[[ Text segment open ]]

For Immediate Release | November 5, 2019
SEC’s Proposed Rule Changes Muzzle Shareholders
and Shield CEOs From Accountability
SEATTLE – The U.S. Securities and Exchange Commission voted today to consider sweeping changes to the regulations governing the shareholder proposal process which negatively impact small investors as well as proxy advisory services. The proposed changes to Rule 14a-8 include substantially more strict and complicated thresholds for filing, significantly higher resubmission requirements, serious free speech infringements on independent third-party proxy advisory services, and onerous restrictions on an investor’s essential agency right to seek assistance.
“The shareholder proposal rule is the bedrock of effective corporate engagement in the United States,” said Bruce Herbert, chief executive of Investor Voice. “For over 70 years, the shareholder engagement process has been a vital tool for stockowners to propose good ideas involving sustainability, profitability, and governance; to hold CEOs accountable for mismanagement; and to mitigate risk by addressing issues like climate change and human rights.”
“These proposed changes were not asked for by investors,” Herbert continued, “they are the result of a concerted influence campaign backed by large industry associations. Key players were the Business Roundtable, National Association of Manufacturers, and the U.S. Chamber of Commerce – each of whom believes that responding to small investors creates an undue burden on the corporation.”
The proposed changes, Herbert said, are a solution in search of a problem. Trump appointees to the SEC, including Chair Jay Clayton and Commissioner Elad Roisman, argue that change is needed to ‘modernize’ the shareholder engagement process, asserting that the rules have not been “revised” in decades.
“However,” Herbert observed, “that argument is highly misleading because ‘revision’ is very different from ‘review’ – the fact is that the shareholder engagement rule has been reviewed many times over the decades and always found to be fresh and beneficial as it stood. Focusing on ‘revisions’ while ignoring ‘reviews’, as Clayton and Roisman purposefully do, is like asserting that someone who goes in for annual check-ups has received no medical attention whatsoever unless and until they undergo surgery.”
The two Democrats on the commission, Allison Lee and Robert Jackson, blasted the proposed changes as a power-grab by corporate CEOs. “The bottom line is that today’s proposals would shift power away from shareholders and towards management,” said Commissioner Lee.
Commissioner Jackson, meanwhile, argued that, while some minor reforms may be needed, today’s proposals “amount to swatting a gadfly with a sledgehammer.”
The Commission passed the motion to consider the proposed changes on a party-line vote of 3-2. The public will have only 60 days to submit comments to the SEC once the proposals are published in the Federal Register.

[[ Text segment closed ]]
[[ Extracted material open ]]

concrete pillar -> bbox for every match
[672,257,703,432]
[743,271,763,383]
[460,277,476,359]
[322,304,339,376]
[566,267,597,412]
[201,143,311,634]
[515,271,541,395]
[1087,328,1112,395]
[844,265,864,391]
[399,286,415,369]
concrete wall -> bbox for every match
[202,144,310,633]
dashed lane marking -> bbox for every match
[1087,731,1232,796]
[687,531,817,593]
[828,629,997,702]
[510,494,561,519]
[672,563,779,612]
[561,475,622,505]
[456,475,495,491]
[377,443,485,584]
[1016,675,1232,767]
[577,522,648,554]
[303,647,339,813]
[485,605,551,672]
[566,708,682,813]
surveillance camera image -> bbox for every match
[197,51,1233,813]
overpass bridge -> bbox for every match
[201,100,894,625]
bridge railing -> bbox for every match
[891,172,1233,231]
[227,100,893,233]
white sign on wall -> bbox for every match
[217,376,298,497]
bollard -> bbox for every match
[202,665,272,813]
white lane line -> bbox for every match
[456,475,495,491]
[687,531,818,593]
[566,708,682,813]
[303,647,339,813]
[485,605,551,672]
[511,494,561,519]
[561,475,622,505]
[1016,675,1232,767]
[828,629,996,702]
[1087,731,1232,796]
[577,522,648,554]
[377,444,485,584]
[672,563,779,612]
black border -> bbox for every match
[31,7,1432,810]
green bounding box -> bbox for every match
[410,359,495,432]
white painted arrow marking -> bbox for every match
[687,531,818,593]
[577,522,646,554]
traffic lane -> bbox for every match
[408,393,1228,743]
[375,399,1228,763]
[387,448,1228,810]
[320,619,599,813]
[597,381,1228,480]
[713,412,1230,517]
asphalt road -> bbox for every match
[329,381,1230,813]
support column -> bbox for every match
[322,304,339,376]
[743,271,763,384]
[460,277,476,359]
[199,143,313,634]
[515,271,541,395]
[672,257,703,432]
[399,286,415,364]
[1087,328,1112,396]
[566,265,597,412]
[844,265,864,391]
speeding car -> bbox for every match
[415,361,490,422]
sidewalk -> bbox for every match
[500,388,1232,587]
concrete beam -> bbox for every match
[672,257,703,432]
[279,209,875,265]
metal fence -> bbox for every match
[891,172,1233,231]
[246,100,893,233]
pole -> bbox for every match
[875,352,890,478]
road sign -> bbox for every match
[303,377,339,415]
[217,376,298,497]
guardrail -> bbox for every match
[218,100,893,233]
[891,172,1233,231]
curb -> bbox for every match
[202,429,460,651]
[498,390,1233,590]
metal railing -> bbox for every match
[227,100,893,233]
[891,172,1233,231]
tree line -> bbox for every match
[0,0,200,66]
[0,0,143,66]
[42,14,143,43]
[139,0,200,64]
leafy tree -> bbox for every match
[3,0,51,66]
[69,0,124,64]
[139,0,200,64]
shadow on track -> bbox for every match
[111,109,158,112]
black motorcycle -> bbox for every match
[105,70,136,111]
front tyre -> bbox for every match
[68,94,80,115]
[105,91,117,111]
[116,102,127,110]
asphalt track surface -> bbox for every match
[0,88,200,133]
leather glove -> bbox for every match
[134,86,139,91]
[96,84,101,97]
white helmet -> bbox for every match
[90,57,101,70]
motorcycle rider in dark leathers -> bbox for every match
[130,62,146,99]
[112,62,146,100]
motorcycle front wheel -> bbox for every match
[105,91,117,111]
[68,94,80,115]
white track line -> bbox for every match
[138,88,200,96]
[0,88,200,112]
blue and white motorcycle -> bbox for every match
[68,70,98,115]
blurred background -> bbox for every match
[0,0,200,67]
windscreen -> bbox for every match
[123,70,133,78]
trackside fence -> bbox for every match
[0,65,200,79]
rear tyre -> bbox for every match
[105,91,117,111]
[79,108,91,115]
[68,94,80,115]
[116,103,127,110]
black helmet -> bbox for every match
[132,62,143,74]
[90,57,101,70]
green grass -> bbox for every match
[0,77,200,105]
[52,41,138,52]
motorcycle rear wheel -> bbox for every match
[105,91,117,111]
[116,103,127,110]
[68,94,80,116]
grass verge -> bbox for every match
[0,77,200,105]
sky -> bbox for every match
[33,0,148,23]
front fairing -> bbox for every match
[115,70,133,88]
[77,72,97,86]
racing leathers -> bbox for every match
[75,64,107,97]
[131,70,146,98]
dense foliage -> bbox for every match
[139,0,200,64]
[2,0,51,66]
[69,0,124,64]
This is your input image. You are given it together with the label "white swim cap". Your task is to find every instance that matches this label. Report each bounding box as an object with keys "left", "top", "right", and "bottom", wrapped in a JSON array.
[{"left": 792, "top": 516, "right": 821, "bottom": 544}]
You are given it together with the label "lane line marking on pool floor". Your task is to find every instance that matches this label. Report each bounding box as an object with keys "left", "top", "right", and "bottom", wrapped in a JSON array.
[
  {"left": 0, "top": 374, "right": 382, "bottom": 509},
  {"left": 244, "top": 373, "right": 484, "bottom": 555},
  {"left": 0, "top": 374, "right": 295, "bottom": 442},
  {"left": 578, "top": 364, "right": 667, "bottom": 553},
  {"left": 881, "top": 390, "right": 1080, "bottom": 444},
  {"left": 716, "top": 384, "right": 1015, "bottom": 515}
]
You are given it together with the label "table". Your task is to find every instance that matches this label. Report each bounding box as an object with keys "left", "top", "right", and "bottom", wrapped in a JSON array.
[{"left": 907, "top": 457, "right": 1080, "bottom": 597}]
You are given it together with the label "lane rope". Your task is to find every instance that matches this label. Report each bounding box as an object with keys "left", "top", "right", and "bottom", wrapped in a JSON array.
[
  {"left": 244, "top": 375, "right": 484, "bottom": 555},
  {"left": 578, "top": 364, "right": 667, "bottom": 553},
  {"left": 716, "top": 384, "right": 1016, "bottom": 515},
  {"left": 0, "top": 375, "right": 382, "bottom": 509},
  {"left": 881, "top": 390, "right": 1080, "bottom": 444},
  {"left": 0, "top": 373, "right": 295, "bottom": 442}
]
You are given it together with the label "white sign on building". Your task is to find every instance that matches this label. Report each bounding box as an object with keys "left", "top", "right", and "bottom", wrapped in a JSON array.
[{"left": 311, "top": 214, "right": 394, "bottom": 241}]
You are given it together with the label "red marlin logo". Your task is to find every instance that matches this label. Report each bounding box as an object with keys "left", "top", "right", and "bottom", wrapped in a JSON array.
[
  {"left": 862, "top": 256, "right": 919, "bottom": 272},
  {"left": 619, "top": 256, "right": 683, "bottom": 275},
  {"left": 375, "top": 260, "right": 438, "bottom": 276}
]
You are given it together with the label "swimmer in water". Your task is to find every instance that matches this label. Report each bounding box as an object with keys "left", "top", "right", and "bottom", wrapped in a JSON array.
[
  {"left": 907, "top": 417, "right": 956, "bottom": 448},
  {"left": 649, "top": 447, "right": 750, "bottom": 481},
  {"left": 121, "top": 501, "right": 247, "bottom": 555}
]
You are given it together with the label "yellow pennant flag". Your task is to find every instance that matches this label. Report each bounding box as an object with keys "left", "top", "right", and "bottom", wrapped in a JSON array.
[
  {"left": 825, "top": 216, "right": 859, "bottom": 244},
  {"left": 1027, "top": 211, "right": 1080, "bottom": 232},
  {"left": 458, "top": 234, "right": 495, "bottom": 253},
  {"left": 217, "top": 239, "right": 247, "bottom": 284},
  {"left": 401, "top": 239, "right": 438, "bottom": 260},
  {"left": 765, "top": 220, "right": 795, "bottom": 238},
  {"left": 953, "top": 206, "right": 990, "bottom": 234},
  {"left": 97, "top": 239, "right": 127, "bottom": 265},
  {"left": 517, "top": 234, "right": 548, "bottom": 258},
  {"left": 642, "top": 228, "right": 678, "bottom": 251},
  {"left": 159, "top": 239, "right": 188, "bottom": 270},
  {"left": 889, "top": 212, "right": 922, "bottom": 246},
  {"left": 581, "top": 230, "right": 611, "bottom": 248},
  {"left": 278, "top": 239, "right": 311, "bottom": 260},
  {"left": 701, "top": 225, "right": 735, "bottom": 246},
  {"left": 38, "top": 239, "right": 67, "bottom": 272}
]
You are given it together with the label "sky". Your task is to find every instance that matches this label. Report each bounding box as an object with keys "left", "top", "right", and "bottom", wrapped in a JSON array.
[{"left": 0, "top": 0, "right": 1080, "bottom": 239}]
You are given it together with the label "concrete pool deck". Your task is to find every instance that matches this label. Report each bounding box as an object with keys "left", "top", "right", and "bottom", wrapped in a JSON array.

[[ Extracted material closed ]]

:: Exercise ::
Please answer these questions about the press release on the SEC's proposed rule changes:
(a) For how many years, according to Bruce Herbert, has the shareholder engagement process been a vital tool for stockowners?
(b) Which two commissioners are identified as the Democrats on the commission?
(c) How many days will the public have to submit comments once the proposals are published in the Federal Register?

:: Problem solution ::
(a) Over 70 years.
(b) Allison Lee and Robert Jackson.
(c) 60 days.